• SUPPLIED PASSAGE:
┏━━

I consider it indeed a signal privilege to participate in the exercises of this hour. From my viewpoint we share today the honors of an epoch-making event. Let me explain.
Since the early days of the Advent Movement we have been committed to a program aimed at providing a complete Christian education within our own denominational educational system. In pursuance of this concept the church undertook in 1934 to meet the increasing requirements of theological training and to provide courses in advance of those offered theretofore at the senior college level. The Seventh-day Adventist Theological Seminary was founded. Our thinking and planning advanced further. At the spring meeting of the General Conference Committee of 1956 the leadership of the church faced squarely the fact that our most promising and dedicated youth were forced to attend non-Adventist institutions of higher learning in order to provide our denominational institutions with the required skills and qualifications. The implications were disturbing. We felt compelled by duty to make this advanced training available within the framework of Christian education. Thus at the 1956 Autumn Council the development of a university-type educational institution was agreed upon, and Potomac University was organized. The first courses offered in the School of Graduate Studies began with the 1957 summer quarter. Now the first degrees are to be granted.This, indeed, is an epoch-making event, long overdue. At such a time it is highly proper, it appears to me, that we rethink the basic objectives of this undertaking.
On academic standards and educational techniques we all agree. These must be the highest and the best possible. The church could not settle for less. We are clear, too, on utilitarian purposes. Scholarly attainments here must prepare well-qualified, successful workers for the various areas of church endeavor. However, over and above and through all this must emerge clearly the basic aims and achievements of our educational procedure.
There have been countless systems of education, and each to some extent, at least, has had a particular ideal of the educated person. One could almost say that each period of history has had its own plan and purpose in education, and it would be very easy to go down through history and point this out. Education today, for instance, aims chiefly at producing active, scientific, pragmatic men and women.
Now, looking at the past and the present, there is much to be commended in the advances of education. And in a way our educational philosophy should be eclectic, bringing into proper relationship the accumulative attainments of the past and the present. However, undergirding and penetrating and summing up all the rest must be this apostolic goal: "Let this mind be in you, which was also in Christ Jesus" (Phil. 2:5). The realization of this objective is our high ideal of what the Christian scholar should be—having the mind of Jesus.
What then shall be the sure marks of this educational process? What shall we look for in the Christian scholar, the man "furnished unto all good works"? We shall set down briefly five points.
Humility
The first, we hesitate not to say, is humility. True learning is inconceivable without the grace of humility. Indeed, the first step to knowledge is awareness of human frailty and ignorance.

┗━━

• OBJECTIVES:
A: In the address on Christian education, what decision about a university-type institution was reached at the 1956 Autumn Council?
B: Carry on the address on Christian education from its final sentence.

• RECORD EXCERPTS:
┏━━

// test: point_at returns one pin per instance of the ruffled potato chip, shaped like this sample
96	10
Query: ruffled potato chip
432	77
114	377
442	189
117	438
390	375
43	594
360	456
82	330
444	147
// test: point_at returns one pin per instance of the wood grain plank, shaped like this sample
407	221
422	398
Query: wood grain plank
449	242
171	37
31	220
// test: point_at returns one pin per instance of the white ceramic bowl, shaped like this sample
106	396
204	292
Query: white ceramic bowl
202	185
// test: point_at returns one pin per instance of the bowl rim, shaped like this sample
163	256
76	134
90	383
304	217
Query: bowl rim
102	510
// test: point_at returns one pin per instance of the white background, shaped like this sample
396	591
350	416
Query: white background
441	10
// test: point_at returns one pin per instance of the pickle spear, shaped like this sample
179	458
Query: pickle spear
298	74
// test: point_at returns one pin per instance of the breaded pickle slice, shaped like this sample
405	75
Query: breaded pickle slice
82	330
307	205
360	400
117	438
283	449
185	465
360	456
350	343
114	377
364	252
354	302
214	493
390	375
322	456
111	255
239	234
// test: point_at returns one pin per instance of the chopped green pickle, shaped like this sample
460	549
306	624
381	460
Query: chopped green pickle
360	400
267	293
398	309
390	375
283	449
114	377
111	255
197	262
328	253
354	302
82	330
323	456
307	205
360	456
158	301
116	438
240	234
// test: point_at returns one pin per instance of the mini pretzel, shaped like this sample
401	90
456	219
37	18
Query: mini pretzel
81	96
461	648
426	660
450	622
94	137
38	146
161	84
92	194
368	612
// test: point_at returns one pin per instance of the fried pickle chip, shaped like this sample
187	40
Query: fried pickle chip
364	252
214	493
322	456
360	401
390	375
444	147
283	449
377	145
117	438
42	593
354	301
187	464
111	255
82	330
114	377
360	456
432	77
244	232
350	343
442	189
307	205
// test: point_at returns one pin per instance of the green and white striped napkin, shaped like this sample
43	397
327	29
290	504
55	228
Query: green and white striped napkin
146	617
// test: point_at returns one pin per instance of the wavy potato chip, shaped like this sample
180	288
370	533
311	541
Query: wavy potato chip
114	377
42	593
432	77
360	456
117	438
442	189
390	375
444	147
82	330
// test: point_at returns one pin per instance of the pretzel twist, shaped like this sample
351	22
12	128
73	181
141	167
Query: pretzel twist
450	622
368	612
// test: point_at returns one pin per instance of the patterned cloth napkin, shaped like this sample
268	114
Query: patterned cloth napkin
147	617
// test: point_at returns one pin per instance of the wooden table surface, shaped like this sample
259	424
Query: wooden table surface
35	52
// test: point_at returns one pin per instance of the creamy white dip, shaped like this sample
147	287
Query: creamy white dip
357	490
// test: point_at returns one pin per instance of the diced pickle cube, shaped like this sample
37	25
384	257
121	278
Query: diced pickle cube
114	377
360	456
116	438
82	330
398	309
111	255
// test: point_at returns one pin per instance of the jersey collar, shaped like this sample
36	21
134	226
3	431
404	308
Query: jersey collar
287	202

┗━━

• RESPONSES TO THE TASKS:
A: The Council agreed to develop a university-type educational institution, and Potomac University was organized.

B:
Yet, the so-called educated man is particularly susceptible to the pitfall of pride. This is when he goes through a curriculum without the curriculum's going through him! The man who is not humble about his learning can accumulate intellectual baggage of some dimensions, but he does not assimilate this knowledge, nor does he bring it into proper perspective with the whole. He may know many things, but he does not truly understand anything. Real breadth of knowledge and understanding should make the most humble, the most magnanimous, the most tolerant of men.
The beginning and the end of our educational process will have the stamp of Christ's humility. Knowing Christ, we will be humble; knowing ourselves truly, we cannot be proud. Nor do we mean the humility that is proud of being humble.
This is not the humility of weakness. Of John the Baptist, who considered himself unworthy even to unloose the latchet of his Master's shoes, it is said: "He could stand erect and fearless in the presence of earthly monarchs, because he had bowed low before the King of kings."— The Desire of Ages, p. 103. The scholar trained here in this institution will bear the mark of humility—the humility of boldness, power, and action; the humility that opens an effectual door to growth arid to service.
Service
Service is the next part of this Christian scholar's ideal of life. Potomac University therefore will be dedicated to service, and the Christian scholar likewise.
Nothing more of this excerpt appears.